====== RECORDS SHOWN

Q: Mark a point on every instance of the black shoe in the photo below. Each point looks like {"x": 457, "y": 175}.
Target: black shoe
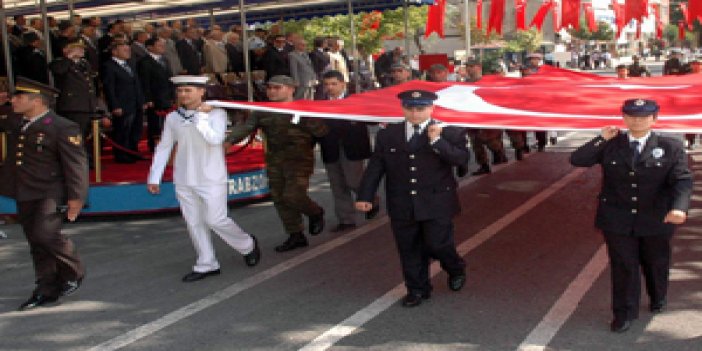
{"x": 620, "y": 325}
{"x": 35, "y": 301}
{"x": 70, "y": 287}
{"x": 316, "y": 223}
{"x": 658, "y": 307}
{"x": 294, "y": 241}
{"x": 461, "y": 171}
{"x": 194, "y": 276}
{"x": 341, "y": 227}
{"x": 414, "y": 299}
{"x": 252, "y": 258}
{"x": 499, "y": 158}
{"x": 456, "y": 282}
{"x": 484, "y": 169}
{"x": 374, "y": 211}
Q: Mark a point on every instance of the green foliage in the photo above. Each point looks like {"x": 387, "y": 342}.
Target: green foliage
{"x": 604, "y": 31}
{"x": 371, "y": 28}
{"x": 523, "y": 41}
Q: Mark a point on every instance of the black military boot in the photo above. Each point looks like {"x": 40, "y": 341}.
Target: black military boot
{"x": 294, "y": 241}
{"x": 484, "y": 169}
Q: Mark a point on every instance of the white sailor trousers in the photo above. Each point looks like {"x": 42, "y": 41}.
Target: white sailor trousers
{"x": 205, "y": 208}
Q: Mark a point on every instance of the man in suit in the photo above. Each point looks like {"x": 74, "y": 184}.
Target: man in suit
{"x": 320, "y": 63}
{"x": 302, "y": 71}
{"x": 646, "y": 189}
{"x": 73, "y": 77}
{"x": 417, "y": 157}
{"x": 235, "y": 53}
{"x": 125, "y": 101}
{"x": 190, "y": 56}
{"x": 344, "y": 150}
{"x": 154, "y": 74}
{"x": 46, "y": 173}
{"x": 275, "y": 61}
{"x": 31, "y": 59}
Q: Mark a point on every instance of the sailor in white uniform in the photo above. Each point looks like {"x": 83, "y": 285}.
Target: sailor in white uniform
{"x": 200, "y": 176}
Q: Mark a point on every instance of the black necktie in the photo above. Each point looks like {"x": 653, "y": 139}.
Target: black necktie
{"x": 127, "y": 68}
{"x": 414, "y": 140}
{"x": 635, "y": 150}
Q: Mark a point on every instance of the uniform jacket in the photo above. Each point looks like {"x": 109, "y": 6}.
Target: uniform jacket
{"x": 155, "y": 83}
{"x": 287, "y": 144}
{"x": 121, "y": 89}
{"x": 189, "y": 56}
{"x": 420, "y": 184}
{"x": 47, "y": 160}
{"x": 75, "y": 81}
{"x": 636, "y": 198}
{"x": 199, "y": 160}
{"x": 349, "y": 137}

============

◆ **INSTRUCTION**: Set down all the data again exactly as above, pictures excluded.

◆ **ANSWER FOR THE TASK**:
Q: Mark a point on every instance of the black shoe in the photo below. Each point looks like {"x": 457, "y": 175}.
Target: black shoe
{"x": 620, "y": 325}
{"x": 35, "y": 301}
{"x": 70, "y": 287}
{"x": 316, "y": 223}
{"x": 658, "y": 307}
{"x": 294, "y": 241}
{"x": 461, "y": 171}
{"x": 194, "y": 276}
{"x": 341, "y": 227}
{"x": 414, "y": 299}
{"x": 252, "y": 258}
{"x": 499, "y": 158}
{"x": 456, "y": 282}
{"x": 484, "y": 169}
{"x": 374, "y": 211}
Q: Mark a point on every instance of the green foliage in the photo above. Each point looks like {"x": 387, "y": 342}.
Target: green foliage
{"x": 604, "y": 31}
{"x": 371, "y": 28}
{"x": 523, "y": 41}
Q: Mark a point on every instance of the black military boot in the photo above. Each point looks like {"x": 40, "y": 341}.
Target: black military boot
{"x": 294, "y": 241}
{"x": 484, "y": 169}
Q: Mark a point on every instance of the white sailor trousers in the photo above. Each point looks like {"x": 42, "y": 41}.
Target: white sailor trousers
{"x": 205, "y": 208}
Q: Mark a point on every instance of the man in suit in the photo above. Each point looks like {"x": 74, "y": 184}.
Target: man in suit
{"x": 320, "y": 63}
{"x": 302, "y": 71}
{"x": 646, "y": 189}
{"x": 73, "y": 77}
{"x": 417, "y": 157}
{"x": 235, "y": 53}
{"x": 125, "y": 101}
{"x": 190, "y": 56}
{"x": 344, "y": 150}
{"x": 154, "y": 74}
{"x": 46, "y": 173}
{"x": 275, "y": 61}
{"x": 31, "y": 59}
Q: Mark a point on every instance of the sailor in white uniform in the photo above. Each point looks like {"x": 83, "y": 285}.
Target: sailor in white uniform
{"x": 200, "y": 176}
Q: Mark a point on every instance of the black necktie in the photo above. Each point looks like {"x": 653, "y": 139}.
Target: black necktie
{"x": 127, "y": 68}
{"x": 414, "y": 140}
{"x": 635, "y": 150}
Q: Mark a point on every instance of the uniform jacket in the photo above. Each point looks like {"x": 109, "y": 6}.
Target: uniform jacket
{"x": 155, "y": 83}
{"x": 287, "y": 144}
{"x": 121, "y": 89}
{"x": 189, "y": 56}
{"x": 420, "y": 184}
{"x": 47, "y": 160}
{"x": 75, "y": 81}
{"x": 636, "y": 198}
{"x": 199, "y": 160}
{"x": 349, "y": 137}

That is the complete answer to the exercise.